Hamburg. Ich war gerade aus der U 2 ausgestiegen, als ein Mann an mir vorüberhastete. Hier stimmte etwas nicht.

Was soll man denken, wenn jemand in einem Affentempo an einem vorbeirennt? Ich war gerade aus der U 2 am Jungfernstieg ausgestiegen, als ein Mann an mir vorüberhastete – auf dem Kopf eine Mütze, sein Gesicht konnte ich nicht erkennen, er war in Sekundenschnelle wieder weg. Der muss was geklaut haben, dachte ich. Ich blickte ihm vom Bahnsteig aus hinterher, als er die Treppe hocheilte, dann drehte ich mich nach links um, ob vielleicht ein Verfolger in ähnlichem Tempo hinterherkäme.

Manchmal gibt es Situationen, in denen man das Gefühl hat, hier stimmt etwas nicht. Aber da war niemand. So schnell läuft man nicht, wenn man nur den nächsten Bus kriegen will, dachte ich noch. Kaum war ich an den Alsterarkaden auf dem Weg zum Spätdienst, hörte ich Sirenen. Und es wurden immer mehr. Ein Anruf bei einem unserer Polizeireporter half mir nicht weiter. Er saß gerade als Prozessbeobachter im Gericht und wusste nichts von einem größeren Einsatz.

Die Lage war unübersichtlich

Trotzdem ging ich wieder zurück. Inzwischen parkte ein Polizeiauto am Jungfernstieg. „Nur Routine“, sagten mir die Beamten, als ich nach dem Grund für die vielen Sirenen fragte. Doch dazu passte nicht, dass mehrere Feuerwehrautos herbeirasten – einige kamen vom Ballindamm und fuhren in die Bergstraße, andere kamen von dort und fuhren Richtung Jungfernstieg. Die Lage war unübersichtlich. Als ein Rettungshubschrauber landete, wurde mir klar, dass hier etwas ganz und gar nicht Routine war. Inzwischen hielten auch mehrere Feuerwehrfahrzeuge vor der Haltestelle Jungfernstieg. Ich ging den Rettungskräften in ihren orangefarbenen Jacken und Hosen und den Feuerwehrleuten in Schwarz mit Neonstreifen und Helmen einfach hinterher – hinunter in die Station. In so einem Moment hält einen tatsächlich niemand auf, stellte ich fest.

..............................

◆ ARBEITSAUFTRAG:
Welches Ereignis machte laut dem Text klar, dass der Einsatz am Jungfernstieg keine Routine war? Die Zeilen sind eigenständiges Material und gehören nicht zum Text.

..............................

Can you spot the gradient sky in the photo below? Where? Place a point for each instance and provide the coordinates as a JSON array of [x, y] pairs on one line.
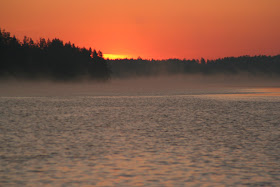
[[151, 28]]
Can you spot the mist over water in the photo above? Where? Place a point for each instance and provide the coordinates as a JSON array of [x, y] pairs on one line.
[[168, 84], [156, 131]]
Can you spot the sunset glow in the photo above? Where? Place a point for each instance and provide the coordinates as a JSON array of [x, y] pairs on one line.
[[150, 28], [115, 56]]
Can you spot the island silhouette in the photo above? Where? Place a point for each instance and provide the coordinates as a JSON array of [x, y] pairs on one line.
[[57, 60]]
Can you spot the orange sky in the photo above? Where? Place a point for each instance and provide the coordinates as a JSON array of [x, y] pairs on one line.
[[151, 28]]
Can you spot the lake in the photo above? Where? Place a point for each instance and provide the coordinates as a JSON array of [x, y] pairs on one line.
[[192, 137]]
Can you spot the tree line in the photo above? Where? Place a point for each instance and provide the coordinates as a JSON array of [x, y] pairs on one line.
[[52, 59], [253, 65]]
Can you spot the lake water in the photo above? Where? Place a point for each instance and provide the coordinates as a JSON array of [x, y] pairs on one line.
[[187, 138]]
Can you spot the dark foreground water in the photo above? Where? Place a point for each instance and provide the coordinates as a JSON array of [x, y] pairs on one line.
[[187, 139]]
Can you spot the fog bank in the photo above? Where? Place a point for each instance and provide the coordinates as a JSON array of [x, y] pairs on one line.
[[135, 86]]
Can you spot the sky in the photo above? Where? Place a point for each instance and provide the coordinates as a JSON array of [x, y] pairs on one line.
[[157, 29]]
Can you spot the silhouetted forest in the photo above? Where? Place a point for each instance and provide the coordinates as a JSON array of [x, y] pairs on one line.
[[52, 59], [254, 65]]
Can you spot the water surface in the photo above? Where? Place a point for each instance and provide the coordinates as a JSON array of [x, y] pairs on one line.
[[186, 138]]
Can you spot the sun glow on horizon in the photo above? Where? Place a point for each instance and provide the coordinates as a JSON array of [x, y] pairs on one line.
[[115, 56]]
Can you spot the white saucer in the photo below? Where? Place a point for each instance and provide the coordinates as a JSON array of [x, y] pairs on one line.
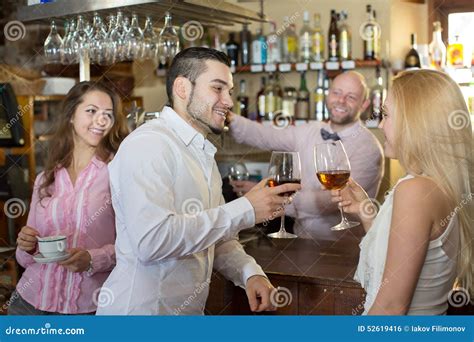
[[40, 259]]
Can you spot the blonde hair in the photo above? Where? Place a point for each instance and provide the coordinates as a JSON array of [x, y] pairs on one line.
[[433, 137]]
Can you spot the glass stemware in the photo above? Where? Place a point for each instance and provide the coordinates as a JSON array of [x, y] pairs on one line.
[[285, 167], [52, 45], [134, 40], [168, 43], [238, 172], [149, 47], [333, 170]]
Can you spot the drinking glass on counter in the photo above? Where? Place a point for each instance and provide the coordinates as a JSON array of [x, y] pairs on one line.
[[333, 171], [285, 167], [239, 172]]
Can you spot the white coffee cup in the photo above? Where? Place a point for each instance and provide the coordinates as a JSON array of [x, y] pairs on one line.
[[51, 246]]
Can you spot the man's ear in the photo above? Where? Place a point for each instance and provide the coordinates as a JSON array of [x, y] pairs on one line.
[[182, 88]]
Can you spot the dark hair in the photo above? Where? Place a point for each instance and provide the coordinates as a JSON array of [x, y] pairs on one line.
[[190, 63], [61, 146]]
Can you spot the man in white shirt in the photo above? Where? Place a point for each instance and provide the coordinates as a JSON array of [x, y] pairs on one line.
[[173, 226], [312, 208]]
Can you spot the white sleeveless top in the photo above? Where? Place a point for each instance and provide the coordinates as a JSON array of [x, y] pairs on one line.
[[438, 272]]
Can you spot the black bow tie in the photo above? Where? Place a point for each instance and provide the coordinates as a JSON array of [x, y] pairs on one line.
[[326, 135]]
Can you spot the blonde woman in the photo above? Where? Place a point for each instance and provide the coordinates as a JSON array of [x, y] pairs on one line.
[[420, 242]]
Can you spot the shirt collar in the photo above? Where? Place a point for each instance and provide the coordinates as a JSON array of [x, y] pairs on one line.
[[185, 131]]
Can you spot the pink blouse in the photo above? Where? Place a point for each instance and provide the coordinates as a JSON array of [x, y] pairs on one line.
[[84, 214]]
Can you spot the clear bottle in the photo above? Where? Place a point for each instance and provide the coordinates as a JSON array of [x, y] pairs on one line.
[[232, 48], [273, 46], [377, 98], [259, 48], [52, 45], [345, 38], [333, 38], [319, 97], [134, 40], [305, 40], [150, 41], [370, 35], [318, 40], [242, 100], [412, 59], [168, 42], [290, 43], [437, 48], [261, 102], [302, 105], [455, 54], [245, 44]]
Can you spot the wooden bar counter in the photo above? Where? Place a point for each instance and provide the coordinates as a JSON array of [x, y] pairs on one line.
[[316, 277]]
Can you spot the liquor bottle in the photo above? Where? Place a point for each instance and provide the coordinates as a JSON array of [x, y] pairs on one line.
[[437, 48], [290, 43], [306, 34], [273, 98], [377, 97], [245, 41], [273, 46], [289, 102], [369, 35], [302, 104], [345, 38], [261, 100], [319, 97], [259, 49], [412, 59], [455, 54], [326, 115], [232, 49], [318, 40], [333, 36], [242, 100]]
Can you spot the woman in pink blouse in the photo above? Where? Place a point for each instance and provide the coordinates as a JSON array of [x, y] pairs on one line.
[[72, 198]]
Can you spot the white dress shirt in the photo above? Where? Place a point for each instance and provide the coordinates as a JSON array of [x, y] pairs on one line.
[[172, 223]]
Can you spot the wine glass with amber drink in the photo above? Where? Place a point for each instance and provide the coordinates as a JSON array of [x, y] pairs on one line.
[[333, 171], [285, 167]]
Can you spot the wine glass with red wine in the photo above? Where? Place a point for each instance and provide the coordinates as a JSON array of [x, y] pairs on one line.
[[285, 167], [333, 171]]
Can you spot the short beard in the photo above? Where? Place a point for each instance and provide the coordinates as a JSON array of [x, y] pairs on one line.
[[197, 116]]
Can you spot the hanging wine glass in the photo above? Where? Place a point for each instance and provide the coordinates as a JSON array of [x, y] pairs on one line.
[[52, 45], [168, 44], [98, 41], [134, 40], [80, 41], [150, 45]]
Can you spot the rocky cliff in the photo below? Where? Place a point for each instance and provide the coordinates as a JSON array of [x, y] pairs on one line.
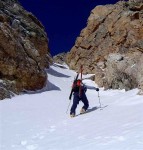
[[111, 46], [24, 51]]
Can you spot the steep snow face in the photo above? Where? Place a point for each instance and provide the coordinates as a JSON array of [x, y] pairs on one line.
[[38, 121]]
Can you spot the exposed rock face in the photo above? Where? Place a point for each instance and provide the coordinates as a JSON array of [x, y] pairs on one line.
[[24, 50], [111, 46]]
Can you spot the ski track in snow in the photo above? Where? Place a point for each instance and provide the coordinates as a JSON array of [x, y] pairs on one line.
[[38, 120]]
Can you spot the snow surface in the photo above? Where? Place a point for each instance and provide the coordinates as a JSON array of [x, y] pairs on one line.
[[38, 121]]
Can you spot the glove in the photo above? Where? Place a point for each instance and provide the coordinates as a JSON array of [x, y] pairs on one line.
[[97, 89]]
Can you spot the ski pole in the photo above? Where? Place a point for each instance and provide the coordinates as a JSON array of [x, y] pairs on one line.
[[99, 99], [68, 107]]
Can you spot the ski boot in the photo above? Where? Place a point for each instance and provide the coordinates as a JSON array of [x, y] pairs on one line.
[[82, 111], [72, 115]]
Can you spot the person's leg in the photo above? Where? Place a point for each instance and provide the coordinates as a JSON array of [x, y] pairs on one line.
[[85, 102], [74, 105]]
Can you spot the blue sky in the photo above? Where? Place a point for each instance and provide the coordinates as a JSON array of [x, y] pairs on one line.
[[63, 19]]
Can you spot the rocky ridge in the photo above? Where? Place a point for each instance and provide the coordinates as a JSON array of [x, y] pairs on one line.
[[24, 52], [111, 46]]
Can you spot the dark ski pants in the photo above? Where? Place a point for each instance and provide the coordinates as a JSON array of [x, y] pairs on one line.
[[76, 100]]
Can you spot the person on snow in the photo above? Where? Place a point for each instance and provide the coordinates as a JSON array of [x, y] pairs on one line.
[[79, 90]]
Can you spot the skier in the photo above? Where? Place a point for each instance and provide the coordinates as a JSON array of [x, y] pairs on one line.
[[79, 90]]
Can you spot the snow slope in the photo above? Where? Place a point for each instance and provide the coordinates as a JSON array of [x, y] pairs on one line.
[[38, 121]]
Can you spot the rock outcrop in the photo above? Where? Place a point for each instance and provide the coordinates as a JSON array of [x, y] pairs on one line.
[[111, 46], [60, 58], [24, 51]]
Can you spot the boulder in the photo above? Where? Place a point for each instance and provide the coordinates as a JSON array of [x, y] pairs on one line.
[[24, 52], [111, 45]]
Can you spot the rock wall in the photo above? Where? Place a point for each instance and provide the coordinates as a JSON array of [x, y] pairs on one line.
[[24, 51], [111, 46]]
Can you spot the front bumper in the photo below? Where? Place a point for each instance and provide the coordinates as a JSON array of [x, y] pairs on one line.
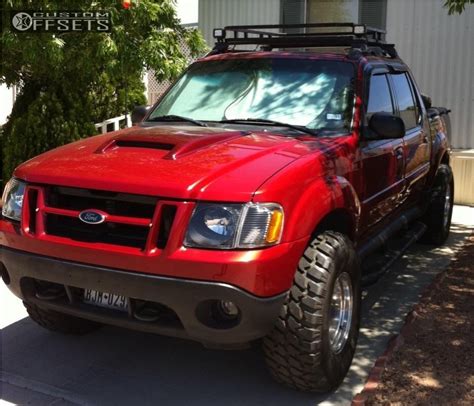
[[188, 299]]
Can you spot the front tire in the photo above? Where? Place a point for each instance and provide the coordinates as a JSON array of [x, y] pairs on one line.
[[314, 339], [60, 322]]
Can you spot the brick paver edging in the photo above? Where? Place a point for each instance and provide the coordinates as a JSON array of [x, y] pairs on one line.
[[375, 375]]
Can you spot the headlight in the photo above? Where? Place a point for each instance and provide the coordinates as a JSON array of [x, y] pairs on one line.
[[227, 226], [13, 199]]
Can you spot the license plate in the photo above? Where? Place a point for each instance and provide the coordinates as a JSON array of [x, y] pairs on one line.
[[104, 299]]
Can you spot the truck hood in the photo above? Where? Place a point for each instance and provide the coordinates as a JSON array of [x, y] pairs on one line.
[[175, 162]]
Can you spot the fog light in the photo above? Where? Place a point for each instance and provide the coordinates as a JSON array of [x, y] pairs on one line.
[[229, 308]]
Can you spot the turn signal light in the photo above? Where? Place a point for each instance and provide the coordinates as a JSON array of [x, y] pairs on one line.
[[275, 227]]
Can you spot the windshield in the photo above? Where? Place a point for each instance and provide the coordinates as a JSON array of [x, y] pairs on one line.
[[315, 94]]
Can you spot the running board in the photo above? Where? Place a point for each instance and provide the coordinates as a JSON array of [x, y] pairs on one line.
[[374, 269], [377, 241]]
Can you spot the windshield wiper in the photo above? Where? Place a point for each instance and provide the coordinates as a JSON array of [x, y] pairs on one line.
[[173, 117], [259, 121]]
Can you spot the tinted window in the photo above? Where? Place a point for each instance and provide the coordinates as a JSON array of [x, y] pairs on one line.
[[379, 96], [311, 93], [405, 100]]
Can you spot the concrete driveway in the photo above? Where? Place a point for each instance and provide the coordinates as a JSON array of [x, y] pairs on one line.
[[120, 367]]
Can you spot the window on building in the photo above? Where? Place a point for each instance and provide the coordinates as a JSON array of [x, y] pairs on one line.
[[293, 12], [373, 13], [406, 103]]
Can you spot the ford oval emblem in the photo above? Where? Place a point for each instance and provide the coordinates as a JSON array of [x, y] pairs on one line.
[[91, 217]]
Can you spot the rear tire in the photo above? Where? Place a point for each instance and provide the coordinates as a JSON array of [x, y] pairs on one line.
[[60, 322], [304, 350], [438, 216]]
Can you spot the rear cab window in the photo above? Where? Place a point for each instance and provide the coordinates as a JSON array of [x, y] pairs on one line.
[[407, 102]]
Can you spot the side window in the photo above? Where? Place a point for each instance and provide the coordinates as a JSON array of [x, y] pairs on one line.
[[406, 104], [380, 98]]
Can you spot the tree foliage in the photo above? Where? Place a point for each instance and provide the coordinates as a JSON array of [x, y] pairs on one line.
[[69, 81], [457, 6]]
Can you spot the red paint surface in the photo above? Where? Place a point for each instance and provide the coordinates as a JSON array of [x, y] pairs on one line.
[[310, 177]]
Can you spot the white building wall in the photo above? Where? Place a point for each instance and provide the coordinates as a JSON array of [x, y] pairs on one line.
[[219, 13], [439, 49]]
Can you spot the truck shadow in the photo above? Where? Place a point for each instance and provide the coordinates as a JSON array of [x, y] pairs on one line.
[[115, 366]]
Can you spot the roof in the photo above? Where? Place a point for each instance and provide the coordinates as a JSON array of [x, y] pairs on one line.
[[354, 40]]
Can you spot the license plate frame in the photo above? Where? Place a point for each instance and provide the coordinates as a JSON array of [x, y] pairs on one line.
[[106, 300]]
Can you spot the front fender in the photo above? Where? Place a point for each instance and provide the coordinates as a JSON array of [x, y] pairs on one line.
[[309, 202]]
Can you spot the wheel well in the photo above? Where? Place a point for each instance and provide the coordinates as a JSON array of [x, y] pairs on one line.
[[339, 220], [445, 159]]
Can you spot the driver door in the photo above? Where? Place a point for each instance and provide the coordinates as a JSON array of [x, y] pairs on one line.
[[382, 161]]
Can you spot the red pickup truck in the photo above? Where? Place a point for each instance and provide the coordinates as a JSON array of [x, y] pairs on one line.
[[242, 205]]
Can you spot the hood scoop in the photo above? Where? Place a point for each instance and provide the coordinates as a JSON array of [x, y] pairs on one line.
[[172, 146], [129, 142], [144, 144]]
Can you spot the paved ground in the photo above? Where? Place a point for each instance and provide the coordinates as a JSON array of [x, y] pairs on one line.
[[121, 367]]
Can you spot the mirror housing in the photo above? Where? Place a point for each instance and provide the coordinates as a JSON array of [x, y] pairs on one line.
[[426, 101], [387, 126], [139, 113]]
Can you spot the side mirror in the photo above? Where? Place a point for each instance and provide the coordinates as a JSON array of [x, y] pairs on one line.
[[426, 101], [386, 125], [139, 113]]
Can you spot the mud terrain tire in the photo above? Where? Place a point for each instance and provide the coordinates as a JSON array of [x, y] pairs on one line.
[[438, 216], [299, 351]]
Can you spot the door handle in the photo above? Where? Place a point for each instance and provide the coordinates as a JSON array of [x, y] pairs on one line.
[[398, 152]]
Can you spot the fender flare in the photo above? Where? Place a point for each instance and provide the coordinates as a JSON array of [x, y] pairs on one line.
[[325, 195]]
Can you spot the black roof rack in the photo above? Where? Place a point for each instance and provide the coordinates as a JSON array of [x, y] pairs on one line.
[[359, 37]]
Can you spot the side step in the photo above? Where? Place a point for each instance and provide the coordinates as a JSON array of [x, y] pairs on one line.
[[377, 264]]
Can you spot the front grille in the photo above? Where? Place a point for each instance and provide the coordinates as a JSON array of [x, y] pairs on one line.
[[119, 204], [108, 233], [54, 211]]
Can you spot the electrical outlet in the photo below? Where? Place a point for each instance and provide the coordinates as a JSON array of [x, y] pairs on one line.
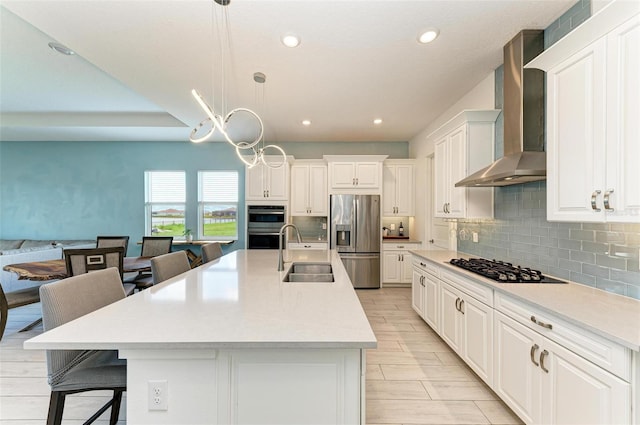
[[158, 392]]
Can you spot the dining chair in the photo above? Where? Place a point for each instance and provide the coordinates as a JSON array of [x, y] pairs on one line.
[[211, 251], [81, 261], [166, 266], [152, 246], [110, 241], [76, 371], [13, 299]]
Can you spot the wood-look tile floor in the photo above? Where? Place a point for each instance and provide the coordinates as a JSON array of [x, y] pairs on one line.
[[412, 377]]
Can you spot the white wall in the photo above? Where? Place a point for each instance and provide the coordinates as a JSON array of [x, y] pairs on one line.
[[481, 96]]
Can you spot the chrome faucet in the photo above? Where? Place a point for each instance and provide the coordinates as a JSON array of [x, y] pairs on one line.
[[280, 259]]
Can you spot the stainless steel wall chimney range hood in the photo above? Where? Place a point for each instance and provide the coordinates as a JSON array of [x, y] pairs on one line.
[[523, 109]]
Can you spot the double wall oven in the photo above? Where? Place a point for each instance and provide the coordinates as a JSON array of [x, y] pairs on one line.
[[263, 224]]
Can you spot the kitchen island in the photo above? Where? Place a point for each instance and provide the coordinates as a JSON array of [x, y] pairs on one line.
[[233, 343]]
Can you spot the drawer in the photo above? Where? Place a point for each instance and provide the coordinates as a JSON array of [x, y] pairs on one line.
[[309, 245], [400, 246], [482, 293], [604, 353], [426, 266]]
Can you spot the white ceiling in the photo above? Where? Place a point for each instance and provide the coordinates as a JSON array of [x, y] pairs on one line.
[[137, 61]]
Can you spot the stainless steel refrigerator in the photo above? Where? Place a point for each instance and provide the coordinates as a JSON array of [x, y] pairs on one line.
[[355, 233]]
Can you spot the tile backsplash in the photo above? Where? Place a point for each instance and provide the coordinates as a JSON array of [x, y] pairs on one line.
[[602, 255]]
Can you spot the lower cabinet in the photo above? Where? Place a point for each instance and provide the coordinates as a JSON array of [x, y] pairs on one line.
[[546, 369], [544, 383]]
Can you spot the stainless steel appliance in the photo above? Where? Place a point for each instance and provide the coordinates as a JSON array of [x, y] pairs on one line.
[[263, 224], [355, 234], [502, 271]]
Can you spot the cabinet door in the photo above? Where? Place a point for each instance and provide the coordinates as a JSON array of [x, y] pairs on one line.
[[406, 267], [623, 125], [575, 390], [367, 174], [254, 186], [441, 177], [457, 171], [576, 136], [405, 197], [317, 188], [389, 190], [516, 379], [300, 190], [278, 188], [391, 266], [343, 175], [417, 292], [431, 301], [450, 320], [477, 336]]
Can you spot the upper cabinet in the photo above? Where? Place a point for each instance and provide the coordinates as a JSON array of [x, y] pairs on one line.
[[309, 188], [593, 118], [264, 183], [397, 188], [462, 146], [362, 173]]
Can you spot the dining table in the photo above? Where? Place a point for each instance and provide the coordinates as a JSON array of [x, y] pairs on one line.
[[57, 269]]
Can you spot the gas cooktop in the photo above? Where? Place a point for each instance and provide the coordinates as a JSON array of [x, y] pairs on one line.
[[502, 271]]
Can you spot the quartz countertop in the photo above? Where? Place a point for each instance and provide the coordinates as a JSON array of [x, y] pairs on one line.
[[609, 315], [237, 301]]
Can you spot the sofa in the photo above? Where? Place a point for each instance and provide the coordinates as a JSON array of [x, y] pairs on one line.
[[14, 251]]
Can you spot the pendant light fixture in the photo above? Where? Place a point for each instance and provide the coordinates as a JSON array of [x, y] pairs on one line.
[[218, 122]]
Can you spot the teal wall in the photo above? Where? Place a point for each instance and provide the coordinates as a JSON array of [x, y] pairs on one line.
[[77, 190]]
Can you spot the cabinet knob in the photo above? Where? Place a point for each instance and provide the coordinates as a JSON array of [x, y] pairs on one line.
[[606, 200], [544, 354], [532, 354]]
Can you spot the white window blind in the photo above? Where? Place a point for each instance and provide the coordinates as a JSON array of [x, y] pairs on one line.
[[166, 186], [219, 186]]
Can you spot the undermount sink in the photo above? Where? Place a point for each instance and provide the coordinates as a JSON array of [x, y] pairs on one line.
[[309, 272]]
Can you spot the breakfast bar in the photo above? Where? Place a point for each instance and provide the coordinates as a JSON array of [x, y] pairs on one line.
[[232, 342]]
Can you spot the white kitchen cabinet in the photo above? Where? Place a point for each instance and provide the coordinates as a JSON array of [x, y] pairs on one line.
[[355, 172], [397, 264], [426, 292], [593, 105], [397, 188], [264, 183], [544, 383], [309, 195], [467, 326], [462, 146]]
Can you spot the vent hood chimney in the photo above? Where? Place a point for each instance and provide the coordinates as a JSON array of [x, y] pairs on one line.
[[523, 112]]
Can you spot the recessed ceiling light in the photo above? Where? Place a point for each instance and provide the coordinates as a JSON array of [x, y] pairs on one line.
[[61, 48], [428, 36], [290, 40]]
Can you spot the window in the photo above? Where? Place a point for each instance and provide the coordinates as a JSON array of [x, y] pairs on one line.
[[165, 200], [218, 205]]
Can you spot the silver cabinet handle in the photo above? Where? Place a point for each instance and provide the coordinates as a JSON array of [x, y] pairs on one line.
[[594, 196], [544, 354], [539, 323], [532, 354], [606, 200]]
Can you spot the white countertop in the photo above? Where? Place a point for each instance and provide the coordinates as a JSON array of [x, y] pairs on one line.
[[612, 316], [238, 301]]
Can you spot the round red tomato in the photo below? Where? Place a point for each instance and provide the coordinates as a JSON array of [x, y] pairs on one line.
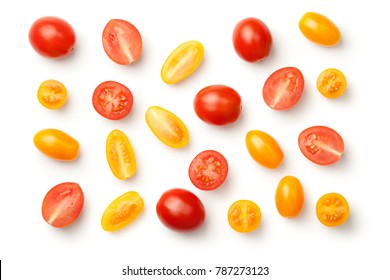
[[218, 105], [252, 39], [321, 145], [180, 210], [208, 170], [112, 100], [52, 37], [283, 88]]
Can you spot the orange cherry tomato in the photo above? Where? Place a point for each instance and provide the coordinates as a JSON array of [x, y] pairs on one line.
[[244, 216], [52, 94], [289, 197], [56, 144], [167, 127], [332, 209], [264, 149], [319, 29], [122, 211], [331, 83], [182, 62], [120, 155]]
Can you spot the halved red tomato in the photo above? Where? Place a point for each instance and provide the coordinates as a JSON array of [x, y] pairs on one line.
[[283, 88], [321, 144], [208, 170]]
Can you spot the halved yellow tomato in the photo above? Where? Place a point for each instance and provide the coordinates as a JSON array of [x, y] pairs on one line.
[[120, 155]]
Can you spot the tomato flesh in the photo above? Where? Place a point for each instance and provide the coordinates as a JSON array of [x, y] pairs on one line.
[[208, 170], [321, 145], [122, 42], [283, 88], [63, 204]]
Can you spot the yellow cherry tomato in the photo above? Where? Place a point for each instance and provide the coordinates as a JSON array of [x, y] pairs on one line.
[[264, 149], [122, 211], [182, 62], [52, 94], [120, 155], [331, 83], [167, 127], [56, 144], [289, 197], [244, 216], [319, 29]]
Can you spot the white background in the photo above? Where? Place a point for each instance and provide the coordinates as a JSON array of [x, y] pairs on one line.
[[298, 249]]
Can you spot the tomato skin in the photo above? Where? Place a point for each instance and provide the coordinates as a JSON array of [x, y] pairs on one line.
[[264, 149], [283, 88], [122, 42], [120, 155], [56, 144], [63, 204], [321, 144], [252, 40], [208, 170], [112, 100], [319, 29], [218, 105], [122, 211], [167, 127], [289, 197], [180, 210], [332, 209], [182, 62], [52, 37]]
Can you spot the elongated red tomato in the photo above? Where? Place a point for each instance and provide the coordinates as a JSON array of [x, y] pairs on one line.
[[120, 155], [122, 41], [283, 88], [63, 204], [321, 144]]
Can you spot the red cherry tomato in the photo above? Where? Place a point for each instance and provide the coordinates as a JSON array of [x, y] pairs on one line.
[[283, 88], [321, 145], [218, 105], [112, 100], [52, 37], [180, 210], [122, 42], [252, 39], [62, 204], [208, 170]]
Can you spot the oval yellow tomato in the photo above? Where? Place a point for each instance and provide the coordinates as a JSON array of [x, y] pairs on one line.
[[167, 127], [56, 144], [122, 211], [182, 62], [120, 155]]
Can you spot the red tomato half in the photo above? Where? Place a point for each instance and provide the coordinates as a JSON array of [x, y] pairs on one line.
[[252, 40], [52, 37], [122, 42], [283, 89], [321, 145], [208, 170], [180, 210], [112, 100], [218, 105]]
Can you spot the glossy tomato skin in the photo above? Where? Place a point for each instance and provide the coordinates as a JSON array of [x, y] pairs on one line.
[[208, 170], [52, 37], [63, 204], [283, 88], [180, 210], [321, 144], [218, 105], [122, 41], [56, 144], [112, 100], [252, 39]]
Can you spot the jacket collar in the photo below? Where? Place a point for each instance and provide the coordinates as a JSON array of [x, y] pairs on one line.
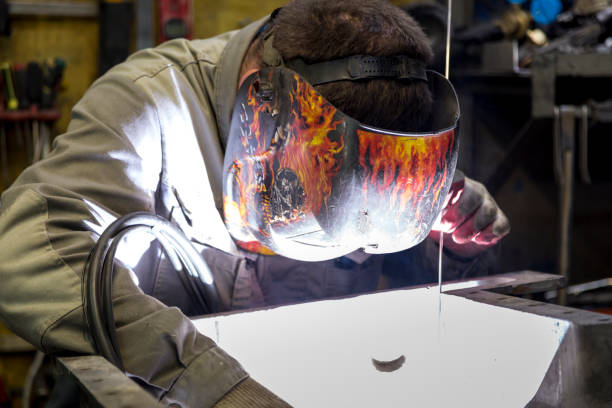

..............................

◆ ÜBUNGSERGEBNIS:
Die Landung eines Rettungshubschraubers.